*BRANO SELEZIONATO*.

In questo clima, che riprende tra le altre cose le polemiche del gesuita Carlo Maria Martini, sarà bene ricordare che quell’enciclica, scritta da Paolo VI nel 1968, è stata confermata da tutti i papi successivi, e sempre interpretata nel medesimo modo.
Qui alcuni scritti di e su Benedetto XVI e Humane vitae:
“Così i neo-modernisti vogliono
sdoganare la contraccezione artificiale”
(di Alessandra Benignetti su Il Giornale del 29 ottobre 2017) L’Humanae Vitae non si tocca. A mettere le mani avanti di fronte al “rischio” di una possibile reinterpretazione dell’ultima enciclica di Paolo VI sono alcuni esponenti del mondo cattolico tradizionalista.
In vista del cinquantesimo anniversario del documento pubblicato nella turbolenta estate del 1968 che, tra aspre polemiche dentro e fuori le Mura Vaticane, sanciva l’inaccettabilità etica dei metodi contraccettivi, Papa Francesco ha istituito, infatti, una commissione di studi, presieduta da monsignor Gilfredo Marengo, per “ricostruire l’iter compositivo dell’enciclica”. Un percorso tortuoso, fatto di pressioni mediatiche e fughe di notizie. Come quella relativa al cosiddetto “rapporto di maggioranza” dei cardinali favorevoli all’uso della pillola contraccettiva e alla pianificazione familiare, considerata una necessità del mondo contemporaneo. Un rapporto ignorato da Paolo VI, che il 25 luglio del 1968, in piena “rivoluzione sessuale”, decise invece di riaffermare la posizione tradizionale della Chiesa sui metodi contraccettivi artificiali.
Ora, però, avverte il mondo cattolico conservatore, questa posizione potrebbe essere messa nuovamente in discussione dagli “sconfitti del ‘68”. È così che il professor Roberto de Mattei, a margine del convegno “Humanae Vitae 50 anni dopo: il suo significato ieri ed oggi” che si è svolto sabato nella Pontificia Università San Tommaso d’Aquino di Roma, apostrofa quel gruppo di teologi, cardinali e vescovi che all’epoca invitarono i fedeli a rifiutare gli insegnamenti di Paolo VI. “Oggi ciò che viene proposto dai neo-modernisti è di rileggere l’Humanae Vitae alla luce dell’Amoris Laetitia, un documento che ha il suo retroterra culturale nelle posizioni dei teologi che contestarono l’enciclica di Paolo VI”, accusa lo storico, tra i firmatari della Correctio filialis che accusava il Papa di aver sostenuto sette “posizioni eretiche”.

*COMPITO ASSEGNATO A*.
Trascrivi in un elenco numerato, senza le righe vuote, il tratto delle voci che va dalla riga contenente "TARGET = painted white line on asphalt" fino alla fine delle voci, con entrambi gli estremi compresi.
Il brano selezionato e le voci non hanno alcun legame tra loro.

*DATI FORNITI*.
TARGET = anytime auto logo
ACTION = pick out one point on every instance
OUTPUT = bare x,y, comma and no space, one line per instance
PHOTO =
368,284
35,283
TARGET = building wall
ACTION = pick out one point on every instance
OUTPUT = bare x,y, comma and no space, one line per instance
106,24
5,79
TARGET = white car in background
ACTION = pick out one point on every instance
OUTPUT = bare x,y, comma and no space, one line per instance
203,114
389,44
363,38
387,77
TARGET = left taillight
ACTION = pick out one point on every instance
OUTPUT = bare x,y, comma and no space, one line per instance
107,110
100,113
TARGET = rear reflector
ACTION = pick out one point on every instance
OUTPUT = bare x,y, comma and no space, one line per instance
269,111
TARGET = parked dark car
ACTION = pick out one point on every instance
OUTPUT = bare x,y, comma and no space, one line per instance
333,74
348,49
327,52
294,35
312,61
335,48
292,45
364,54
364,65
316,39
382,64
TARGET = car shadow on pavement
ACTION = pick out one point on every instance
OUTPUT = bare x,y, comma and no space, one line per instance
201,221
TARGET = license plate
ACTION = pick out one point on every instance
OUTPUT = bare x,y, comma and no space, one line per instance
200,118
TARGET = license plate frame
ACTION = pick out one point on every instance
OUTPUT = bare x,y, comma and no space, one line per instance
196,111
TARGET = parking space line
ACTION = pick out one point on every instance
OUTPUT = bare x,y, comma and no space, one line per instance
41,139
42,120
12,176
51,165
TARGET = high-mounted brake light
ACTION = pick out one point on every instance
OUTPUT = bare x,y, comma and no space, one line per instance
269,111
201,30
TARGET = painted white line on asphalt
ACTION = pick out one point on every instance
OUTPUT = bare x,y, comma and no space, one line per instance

*COMPITO ASSEGNATO B*.
Elenca tutte le persone citate per nome nel brano selezionato.

*RISPOSTA ATTESA A*.
1. TARGET = painted white line on asphalt
2. ACTION = pick out one point on every instance
3. OUTPUT = bare x,y, comma and no space, one line per instance

*RISPOSTA ATTESA B*.
- Carlo Maria Martini
- Paolo VI
- Benedetto XVI
- Alessandra Benignetti
- Papa Francesco
- Gilfredo Marengo
- Roberto de Mattei